WHAT IS REQUIRED: Omit the pictures, and output the rest of the entries exactly as written.

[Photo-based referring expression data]
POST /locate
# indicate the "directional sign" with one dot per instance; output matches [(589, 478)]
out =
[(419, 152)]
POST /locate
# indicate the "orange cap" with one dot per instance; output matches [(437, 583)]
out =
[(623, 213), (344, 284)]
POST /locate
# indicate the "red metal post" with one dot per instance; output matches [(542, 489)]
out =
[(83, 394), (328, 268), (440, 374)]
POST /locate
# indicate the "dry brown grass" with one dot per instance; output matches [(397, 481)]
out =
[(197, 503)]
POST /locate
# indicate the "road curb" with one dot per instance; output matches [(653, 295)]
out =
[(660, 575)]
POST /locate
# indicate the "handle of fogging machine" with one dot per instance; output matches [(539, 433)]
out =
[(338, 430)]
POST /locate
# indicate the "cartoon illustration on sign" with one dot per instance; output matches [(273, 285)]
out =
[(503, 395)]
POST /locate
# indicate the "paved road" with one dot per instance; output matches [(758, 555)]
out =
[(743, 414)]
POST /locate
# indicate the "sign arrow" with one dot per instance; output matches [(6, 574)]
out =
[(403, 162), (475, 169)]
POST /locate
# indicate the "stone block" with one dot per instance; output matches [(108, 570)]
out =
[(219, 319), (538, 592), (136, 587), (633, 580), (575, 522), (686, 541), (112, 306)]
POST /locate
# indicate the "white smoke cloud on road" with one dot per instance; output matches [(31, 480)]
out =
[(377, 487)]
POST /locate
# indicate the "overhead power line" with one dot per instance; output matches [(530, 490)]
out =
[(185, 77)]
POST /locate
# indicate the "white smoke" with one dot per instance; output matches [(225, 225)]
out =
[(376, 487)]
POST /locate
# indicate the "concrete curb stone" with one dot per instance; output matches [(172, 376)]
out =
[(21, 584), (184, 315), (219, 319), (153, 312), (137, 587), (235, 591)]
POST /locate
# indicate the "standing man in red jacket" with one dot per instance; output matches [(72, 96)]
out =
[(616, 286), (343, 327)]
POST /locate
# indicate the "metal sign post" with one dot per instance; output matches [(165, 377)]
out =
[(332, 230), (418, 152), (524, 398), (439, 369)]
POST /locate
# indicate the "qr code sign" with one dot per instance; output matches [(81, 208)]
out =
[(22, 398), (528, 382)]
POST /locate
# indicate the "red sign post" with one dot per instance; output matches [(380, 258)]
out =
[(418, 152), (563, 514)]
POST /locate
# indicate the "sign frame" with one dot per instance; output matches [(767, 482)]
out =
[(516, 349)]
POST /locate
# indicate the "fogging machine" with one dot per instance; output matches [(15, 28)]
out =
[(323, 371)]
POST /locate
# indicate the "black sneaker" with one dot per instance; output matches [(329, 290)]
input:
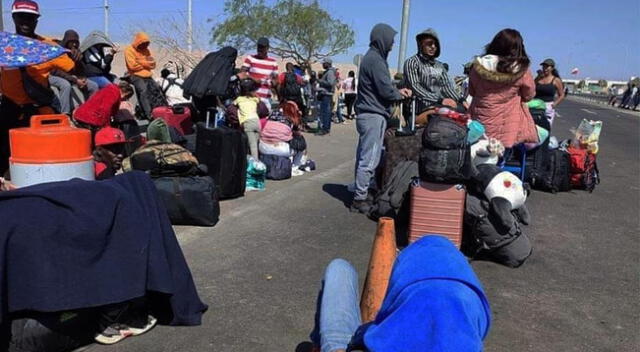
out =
[(360, 206)]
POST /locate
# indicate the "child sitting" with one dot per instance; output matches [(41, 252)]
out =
[(96, 112), (247, 104), (109, 151)]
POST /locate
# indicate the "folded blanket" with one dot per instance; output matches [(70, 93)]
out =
[(78, 244)]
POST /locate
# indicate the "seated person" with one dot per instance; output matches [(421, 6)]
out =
[(427, 77), (63, 80), (97, 55), (97, 112), (108, 152), (434, 302)]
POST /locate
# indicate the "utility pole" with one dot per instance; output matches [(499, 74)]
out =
[(1, 16), (189, 25), (106, 17), (403, 33)]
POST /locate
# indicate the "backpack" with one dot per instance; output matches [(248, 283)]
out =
[(584, 169), (163, 159), (557, 175), (445, 156), (291, 89)]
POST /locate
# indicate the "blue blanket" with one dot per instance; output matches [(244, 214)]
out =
[(434, 302), (79, 244)]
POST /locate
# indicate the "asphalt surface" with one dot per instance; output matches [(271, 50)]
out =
[(260, 268)]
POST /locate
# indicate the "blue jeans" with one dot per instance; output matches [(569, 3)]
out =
[(339, 312), (101, 81), (325, 112)]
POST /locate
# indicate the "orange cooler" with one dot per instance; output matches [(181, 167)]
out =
[(50, 150)]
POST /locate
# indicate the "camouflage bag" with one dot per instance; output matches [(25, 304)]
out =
[(162, 159)]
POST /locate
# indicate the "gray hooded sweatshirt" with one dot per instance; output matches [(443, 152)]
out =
[(376, 91)]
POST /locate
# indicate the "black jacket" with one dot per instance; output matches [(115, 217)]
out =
[(211, 76)]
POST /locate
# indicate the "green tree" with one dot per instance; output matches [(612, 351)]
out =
[(298, 30)]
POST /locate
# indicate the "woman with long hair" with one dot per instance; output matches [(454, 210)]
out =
[(549, 87), (350, 93), (501, 83)]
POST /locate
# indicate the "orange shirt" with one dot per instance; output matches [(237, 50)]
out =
[(139, 61), (11, 79)]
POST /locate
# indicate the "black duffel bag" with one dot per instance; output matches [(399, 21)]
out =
[(445, 156), (190, 200)]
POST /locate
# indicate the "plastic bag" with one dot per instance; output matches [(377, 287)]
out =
[(587, 135)]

TASK ANSWER:
POST /locate
# indicate the "directional sign" with one dot per instance; output matches [(589, 478)]
out =
[(419, 152)]
POST /locate
# indicate the "orange cap" with one dot per instance; output matches [(437, 583)]
out =
[(623, 213), (344, 284)]
POST /locate
# indicate the "red metal post" with one dot per instance; output matches [(542, 489)]
out =
[(83, 394), (328, 268), (440, 374)]
POST /locate
# indicate the "dry brown grass" with one dot per instance; output matches [(397, 481)]
out =
[(197, 503)]
POST /locate
# indicate the "road curb" with one dot per instance; output matches [(653, 295)]
out =
[(660, 575)]
POST /locate
# indicate the "handle of fogging machine" with one dot per instance; output matches [(539, 433)]
out =
[(338, 430)]
POST /locate
# indicate the "cartoon illustration on sign" with one dot per instance; output matches [(273, 285)]
out =
[(503, 395)]
POST /locate
# indicate the "paved road" with one dot per instance; output matches [(758, 555)]
out =
[(743, 414)]
POST /locate
# indicate the "sign arrow" with one dot per instance; output matches [(6, 574)]
out =
[(403, 162), (475, 169)]
POST /locate
# indicate the "stone block" with one dot per instance; output matches [(108, 570)]
out =
[(219, 319), (538, 592), (136, 587), (633, 580), (575, 522), (686, 541), (112, 306)]
POST /locate
# indicate the "white smoke cloud on road" with one dot per instance; output matches [(31, 480)]
out =
[(377, 487)]
POST /locate
# indicate the "overhead power line" with one dot per instance; output matches [(530, 490)]
out =
[(185, 77)]
POST /locate
# indicate the "white smoke" with one dot per instance; output matches [(225, 225)]
out =
[(376, 487)]
POST /locate
# indicate the "concrete curb stone" with one dot per instance; output matches [(172, 376)]
out =
[(21, 584), (184, 315), (219, 319), (153, 312), (137, 587), (235, 591)]
POST /locate
# indicate the "standing man in red jacket" with one dot per instance; output matches [(72, 96)]
out =
[(616, 286), (343, 327)]
POST /locate
# indicate the "metal sign post" with one dot per instance; output matches [(165, 377)]
out =
[(332, 230), (418, 152), (524, 398), (439, 369)]
POST /locate
# indicate the "qr code sign" with one dot per instance; output matches [(81, 208)]
out =
[(22, 398), (528, 382)]
POST /locate
# indicate the "red sign post" with one dot per instance; output matches [(380, 258)]
out =
[(418, 152), (563, 514)]
POST /locate
# indicate the "sign frame" with one dot per instance; output matches [(767, 482)]
out =
[(516, 349)]
POST /locate
# indicate the "fogging machine" with one dot per instance; output matches [(15, 28)]
out =
[(323, 371)]
POST /locate
# indicate the "black sneaker" with one dot per instance; output matches [(329, 290)]
input:
out =
[(360, 206)]
POST /locate
# indicate the "child sitting" with one dot per instance; output matches [(41, 252)]
out =
[(96, 112), (247, 104), (109, 151)]
POST /locate
# indicate the "folded blanket" with one dot per instance; output matches [(70, 93)]
out =
[(78, 244)]
POST /locate
# indicate the "seated person" with one dot per instance; output matches [(421, 6)]
out =
[(427, 77), (63, 80), (97, 55), (97, 112), (108, 152), (434, 302)]
POST /locate
# indicate the "utility pole" with one dot per instance; output matches [(499, 74)]
out =
[(1, 16), (189, 25), (106, 17), (403, 33)]
POST /locate
# indicate the "backpack" with one dot per instance; output matches [(248, 283)]
out =
[(584, 169), (163, 159), (557, 175), (445, 156), (291, 89)]
POST /locate
# indicate the "blue blanket" with one dot per instance; output matches [(244, 214)]
out =
[(434, 302), (79, 244)]
POST /locate
# indicate the "asphalt surface" with one dot per instance; output matches [(271, 50)]
out =
[(260, 268)]
POST /locate
# indicate the "blue jeans" with one dot per instance; output matches [(569, 3)]
out =
[(339, 312), (101, 81), (325, 112)]
POST /locate
# indicate the "orange cooler" with one dot per instance; output matches [(181, 167)]
out =
[(50, 150)]
POST /locate
# indicate the "camouflage bag" with one dot per instance; output matches [(25, 304)]
out =
[(162, 159)]
POST /locate
# indicate the "gray hooded sweatshirt" with one dot per instance; output matches [(443, 152)]
out =
[(376, 91)]
POST /locate
# indicate the "black jacket" with one dot per instance; output matches [(115, 217)]
out =
[(211, 76)]
POST /locate
# indicate the "green tree" with one dot per instance; output matches [(612, 351)]
out =
[(298, 30)]
POST /locate
# indicate the "woman with long hair" with one dot per instance; output matches [(454, 210)]
out =
[(549, 87), (350, 93), (501, 83)]
POST /locate
# indicate the "orange shirt" with one dot per instance; output matches [(237, 50)]
out =
[(139, 61), (11, 79)]
POST /locate
# indicate the "black duffel bag" with one dot per instance; output matches [(399, 21)]
out =
[(445, 156), (190, 200)]
POST /locate
# indicate the "plastic bag" with one dot per instance; output matches [(377, 287)]
out =
[(587, 135)]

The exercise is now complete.